▶ **Listed records**:
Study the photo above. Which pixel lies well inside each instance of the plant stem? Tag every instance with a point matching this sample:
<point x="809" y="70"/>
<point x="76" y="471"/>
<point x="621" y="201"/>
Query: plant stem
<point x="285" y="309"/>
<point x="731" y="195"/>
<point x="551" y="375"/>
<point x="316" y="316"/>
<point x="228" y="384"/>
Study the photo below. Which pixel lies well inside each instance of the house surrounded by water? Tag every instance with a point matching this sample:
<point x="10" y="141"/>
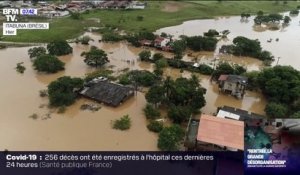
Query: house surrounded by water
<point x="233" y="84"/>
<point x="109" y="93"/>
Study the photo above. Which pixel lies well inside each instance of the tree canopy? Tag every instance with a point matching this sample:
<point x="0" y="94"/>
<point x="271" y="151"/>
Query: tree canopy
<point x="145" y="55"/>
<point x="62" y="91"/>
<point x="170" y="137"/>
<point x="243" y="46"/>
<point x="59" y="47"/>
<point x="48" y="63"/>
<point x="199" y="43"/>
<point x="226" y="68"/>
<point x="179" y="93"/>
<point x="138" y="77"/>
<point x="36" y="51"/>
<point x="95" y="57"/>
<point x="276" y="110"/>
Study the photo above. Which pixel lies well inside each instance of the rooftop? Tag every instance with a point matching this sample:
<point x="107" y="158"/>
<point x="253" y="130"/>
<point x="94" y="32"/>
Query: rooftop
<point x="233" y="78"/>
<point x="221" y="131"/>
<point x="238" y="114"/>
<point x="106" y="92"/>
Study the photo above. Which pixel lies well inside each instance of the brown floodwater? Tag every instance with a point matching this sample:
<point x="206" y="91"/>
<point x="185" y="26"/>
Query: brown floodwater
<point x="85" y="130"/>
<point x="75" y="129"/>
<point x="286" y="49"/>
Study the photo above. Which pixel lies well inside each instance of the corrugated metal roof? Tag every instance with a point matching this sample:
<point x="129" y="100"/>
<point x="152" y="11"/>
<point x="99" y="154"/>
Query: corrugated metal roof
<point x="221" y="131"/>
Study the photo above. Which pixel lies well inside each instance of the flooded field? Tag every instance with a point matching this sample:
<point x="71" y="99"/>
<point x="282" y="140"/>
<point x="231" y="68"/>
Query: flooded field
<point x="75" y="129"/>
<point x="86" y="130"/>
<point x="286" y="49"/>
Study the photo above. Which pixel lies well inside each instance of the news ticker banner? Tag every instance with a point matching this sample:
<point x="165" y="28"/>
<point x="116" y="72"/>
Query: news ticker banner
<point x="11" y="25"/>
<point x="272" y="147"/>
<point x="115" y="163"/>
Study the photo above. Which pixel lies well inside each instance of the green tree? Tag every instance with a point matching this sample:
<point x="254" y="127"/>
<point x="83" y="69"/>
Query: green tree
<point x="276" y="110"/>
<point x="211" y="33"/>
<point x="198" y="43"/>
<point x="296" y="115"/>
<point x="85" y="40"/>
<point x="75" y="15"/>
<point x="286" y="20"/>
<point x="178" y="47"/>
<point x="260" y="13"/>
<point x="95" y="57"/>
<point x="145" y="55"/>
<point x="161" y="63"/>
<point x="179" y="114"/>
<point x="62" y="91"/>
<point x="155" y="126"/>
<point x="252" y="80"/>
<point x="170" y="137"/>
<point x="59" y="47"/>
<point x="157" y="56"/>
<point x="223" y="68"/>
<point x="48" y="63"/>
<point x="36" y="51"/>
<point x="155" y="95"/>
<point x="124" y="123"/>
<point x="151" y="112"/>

---

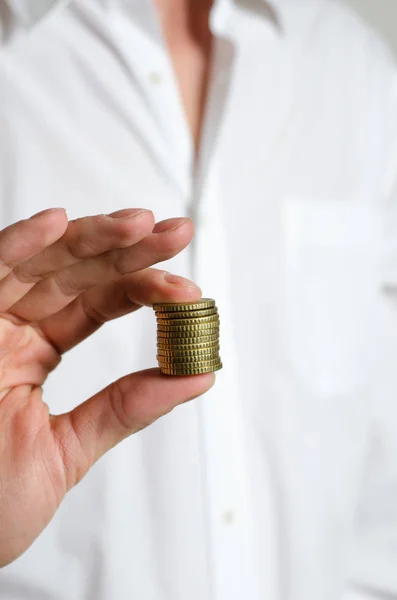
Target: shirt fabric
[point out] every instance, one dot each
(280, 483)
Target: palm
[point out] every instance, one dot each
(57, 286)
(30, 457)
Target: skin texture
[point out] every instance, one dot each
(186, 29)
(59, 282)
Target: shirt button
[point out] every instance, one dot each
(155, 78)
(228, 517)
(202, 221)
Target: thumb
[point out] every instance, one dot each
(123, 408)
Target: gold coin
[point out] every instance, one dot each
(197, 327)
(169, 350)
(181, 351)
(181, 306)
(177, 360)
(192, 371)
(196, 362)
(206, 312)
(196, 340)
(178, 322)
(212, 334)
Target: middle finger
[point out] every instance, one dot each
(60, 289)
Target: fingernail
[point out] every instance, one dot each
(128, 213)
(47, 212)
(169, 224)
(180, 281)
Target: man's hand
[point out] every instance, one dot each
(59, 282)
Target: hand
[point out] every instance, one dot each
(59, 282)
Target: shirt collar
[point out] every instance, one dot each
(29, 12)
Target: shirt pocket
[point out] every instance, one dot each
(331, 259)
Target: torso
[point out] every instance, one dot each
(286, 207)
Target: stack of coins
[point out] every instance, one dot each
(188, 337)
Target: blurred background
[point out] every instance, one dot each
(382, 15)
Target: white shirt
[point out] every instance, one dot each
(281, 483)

▶ **Task instructions**: Reply with nothing but the number of lines in the data above that contain "shirt".

▶ **Answer for this exercise**: 5